▸ **YOUR GOAL**
Please give all of the data again, character for character, and drop the pictures.

▸ **DATA UNDER STUDY**
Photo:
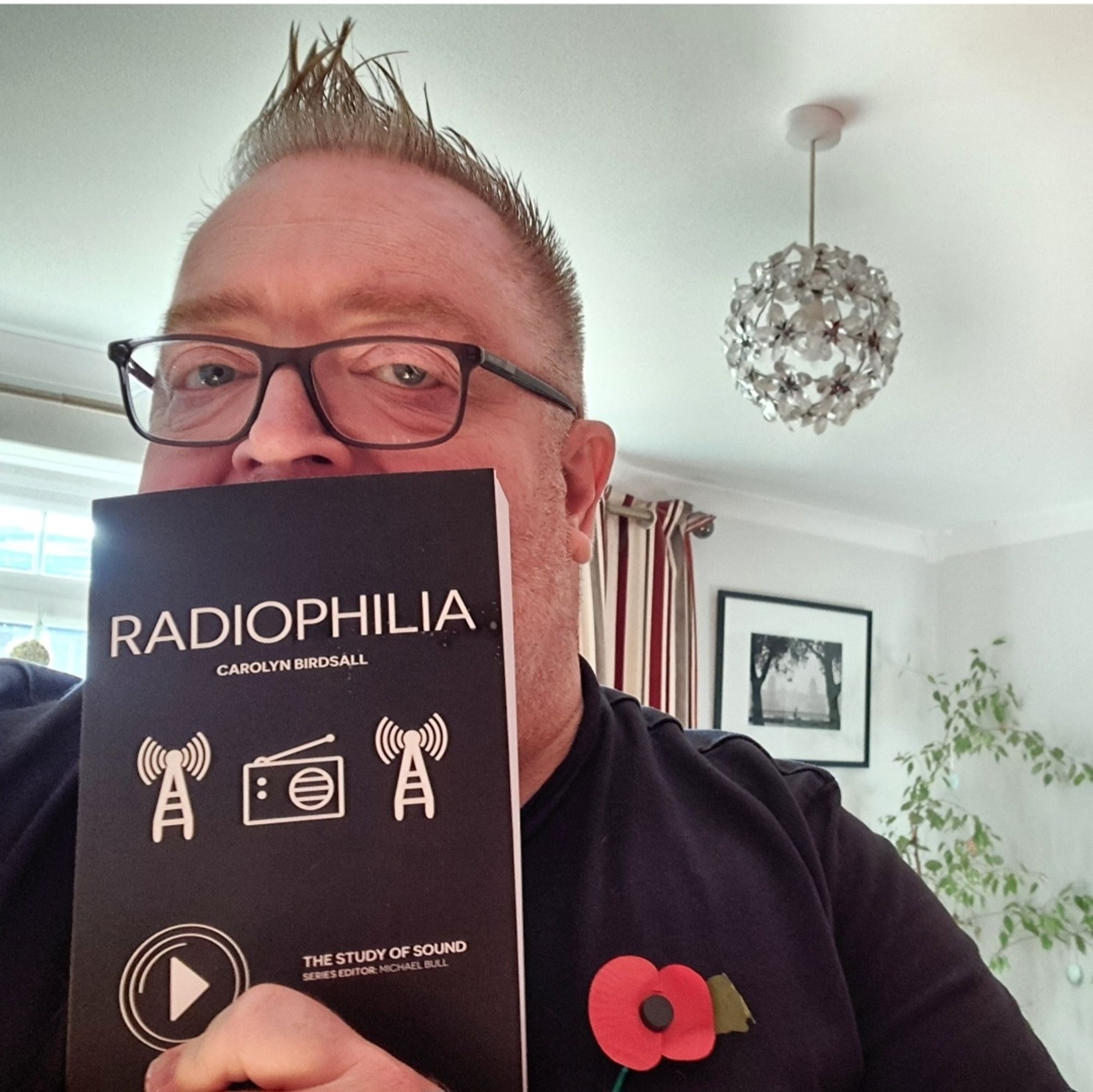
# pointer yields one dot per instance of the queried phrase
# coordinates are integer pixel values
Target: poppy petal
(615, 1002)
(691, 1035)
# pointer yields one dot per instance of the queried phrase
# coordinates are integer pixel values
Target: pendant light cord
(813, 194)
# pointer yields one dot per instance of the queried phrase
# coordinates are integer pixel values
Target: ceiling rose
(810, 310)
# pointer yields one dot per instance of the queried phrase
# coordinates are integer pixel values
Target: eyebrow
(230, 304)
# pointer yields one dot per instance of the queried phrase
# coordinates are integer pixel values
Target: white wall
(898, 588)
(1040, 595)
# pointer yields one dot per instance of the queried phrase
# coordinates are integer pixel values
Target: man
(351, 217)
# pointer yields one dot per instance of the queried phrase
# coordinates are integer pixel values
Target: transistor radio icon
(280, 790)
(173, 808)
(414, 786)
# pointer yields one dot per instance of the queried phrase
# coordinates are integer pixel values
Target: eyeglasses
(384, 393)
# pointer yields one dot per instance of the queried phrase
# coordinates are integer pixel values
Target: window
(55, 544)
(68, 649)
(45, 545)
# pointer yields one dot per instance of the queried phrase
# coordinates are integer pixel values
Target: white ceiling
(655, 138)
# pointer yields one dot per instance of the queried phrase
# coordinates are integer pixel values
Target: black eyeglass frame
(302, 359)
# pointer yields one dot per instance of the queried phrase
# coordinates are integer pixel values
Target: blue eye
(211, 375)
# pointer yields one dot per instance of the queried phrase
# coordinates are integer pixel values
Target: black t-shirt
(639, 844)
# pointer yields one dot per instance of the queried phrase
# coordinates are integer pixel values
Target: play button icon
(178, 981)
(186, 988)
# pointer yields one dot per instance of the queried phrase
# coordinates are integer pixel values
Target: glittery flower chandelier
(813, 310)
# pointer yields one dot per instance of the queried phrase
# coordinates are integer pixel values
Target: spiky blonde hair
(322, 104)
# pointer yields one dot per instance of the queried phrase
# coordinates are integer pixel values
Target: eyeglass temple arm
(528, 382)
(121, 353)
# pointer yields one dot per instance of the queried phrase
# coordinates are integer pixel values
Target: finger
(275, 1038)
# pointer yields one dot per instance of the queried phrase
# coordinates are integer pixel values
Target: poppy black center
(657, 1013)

▸ **ANSWER TO THIS EXERCISE**
Photo:
# pointer yields one dot per instance of the queried phrase
# coordinates are integer pixel values
Target: poppy petal
(615, 1002)
(691, 1035)
# pointer yields one dot per instance of the queried phrase
# coordinates are integer pixel values
Target: pendant light cord
(813, 194)
# pointer yields one dot per instance of the queried phrase
# coordinates are integer pixel values
Target: ceiling rose
(810, 310)
# pointer yields one dot per instance of the queried phrase
# coordinates are integer pixel values
Target: eyebrow
(230, 304)
# pointer yields one dot per instance of the queried phrase
# coordinates are integer pixel values
Target: white wall
(898, 588)
(1040, 595)
# pointer yields one dot per instance of the queried phrase
# coordinates are integer pixel values
Target: man
(351, 217)
# pointer yields one dot per instance of the queried phrase
# coordinates are integer pixel values
Target: transistor radio icon
(280, 790)
(173, 808)
(414, 786)
# pointer yields one dot per instance of the queried phrase
# coordinates are integer pixel values
Target: eyeglasses
(384, 393)
# pointer yields one dot per instance of the queried phrase
# coordinates are integer pixel values
Target: window
(55, 544)
(68, 649)
(45, 545)
# pointer yields one dot per instance of the queried phrase
# coordinates are integer pixel values
Target: white ceiling
(655, 138)
# pointer yields one dot per instance of the queried phrase
# coordinates are integer pixel values
Target: black eyeglass frame
(302, 359)
# pointer yields one dot per instance of the queried phrase
# coordinates are integer pixel values
Target: blue eye
(211, 375)
# pointer yields one dot per instance of the queried phrase
# coordinates are integer pixel values
Target: black t-shirt
(639, 844)
# pointer yields one dot per instance of the queried phrase
# coordinates are integer pixel values
Target: play button icon
(178, 981)
(186, 988)
# pointer yields one dot per instance of the queried phrase
# coordinates are integer pixel values
Target: glittery flower chandelier
(813, 310)
# pointer yields one dot per instance of the queried phrase
# coordinates are integer pixel values
Target: spiky blonde hair
(322, 104)
# pointer yields one dot per instance of the queried phrase
# coordinates are integer pixel values
Target: eyeglass temple arm
(528, 382)
(121, 353)
# pointer yields one dot per instance of the queried phrase
# coordinates are integer pixel values
Target: finger
(275, 1038)
# pointer yields one dot per instance of the queried phrase
# coordinates are integer pixel values
Target: poppy black center
(657, 1013)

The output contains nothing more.